### Task 1
Please list everything the AI governance passage says an error or omission in "outcome determinative work" would materially change for the client.
### Task 2
Write the next part of the AI governance passage, picking up after its final sentence.

BEGIN Excerpted text

Many organisations are still approaching AI governance as a rules exercise, but static policies rarely map cleanly to how legal professionals actually work. Instead of blanket rules or a list of “dos and don’ts”, legal teams need better judgement frameworks. This is the foundation that will help lawyers understand when AI can accelerate work, when oversight needs to increase, and how to evaluate risk based on the task at hand.
A simple misunderstanding can create a serious liability
Some AI uses are pretty straightforward – spell check, for example, doesn’t need to be checked and then triple-checked to make sure it didn’t make a mistake. By contrast, any AI usage that's going to affect legal outcomes requires a different approach.
It’s helpful here to think of the concept of “outcome determinative work”: any legal task where an error or omission would materially change the client’s legal position, rights, remedies, or exposure.
AI – particularly generative AI – can easily create these missteps for practitioners who don’t have a good understanding of how AI works and how it can impact their work product.
For instance, a lawyer might misstate a legal rule or case holding due to overreliance on AI and not checking it themselves. Specifically, they might rely on a summary rather than reading the original source, and then make a decision based on that summary – but it turns out the summary removed some nuance, or swapped the parties. These mistakes – both of which are known to happen – are clearly substantive and could thwart the case.
Building the “judgement” muscle
Lawyers don’t need more brightline rules or vague policies to address this challenge – they need to develop their judgement to the point where they can sense when they should dig deeper; which AI tools they can inherently trust more than others due to their architecture; and when they are likely to get good results versus questionable results.

END Excerpted text
BEGIN Data section

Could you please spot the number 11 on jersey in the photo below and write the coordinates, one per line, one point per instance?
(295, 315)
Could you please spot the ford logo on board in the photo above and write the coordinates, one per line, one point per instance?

END Data section

### Written response 1
- Legal position
- Rights
- Remedies
- Exposure

### Written response 2
For example, the latest court decisions are not going to be in the training data for generative AI tools. These tools, it’s worth remembering, work on the statistical relationships between the words that would be common in regular discussions. As a result, there's not going to be much information density or associations around the latest cases for the AI to fall back on. If a legal professional feeds a recent ruling to an AI tool and asks it to summarise the ruling using Retrieval-Augmented Generation (RAG), the results will be decent. But if they ask questions or try to generate new content, assuming the information is already there, the results will be poor. A legal professional’s “antenna” should go up in this scenario, alerting them that generative AI will only be useful for some tasks around recent rulings.
By contrast, it will be well prepared for a task involving an important ruling from 5 or 10 years ago that has been much discussed by legal bloggers or in published articles. Those blogs and articles on the Internet are going to feed the training data set and increase the information density around that ruling. Understanding what you should expect and what you can expect from an AI tool is nearly half the battle when it comes to building up judgement for how to engage with AI.
Additionally, legal professionals need to draw upon the judgement they’ve accumulated from their specific practice area to understand when some of these tools have gone off in the wrong direction.
For instance, the elements of a contract are: offer, acceptance, consideration. The legal definition of consideration is an exchange of value, which is basically money – but it is very easy to think that consideration means “to think about something”. With this semantic overlap, the sentences that AI produces aren’t obviously wrong when that meaning is used, but a lawyer should recognise this error, if they’re paying attention. Put another way, a lawyer who has built up enough of a judgement muscle ought to sense when material the AI produces is grammatically correct, but entirely wrong for the task at hand.
The rules of engagement
A simple tool that can help firms ensure their professionals are honing their judgement around AI usage is an “AI engagement” matrix.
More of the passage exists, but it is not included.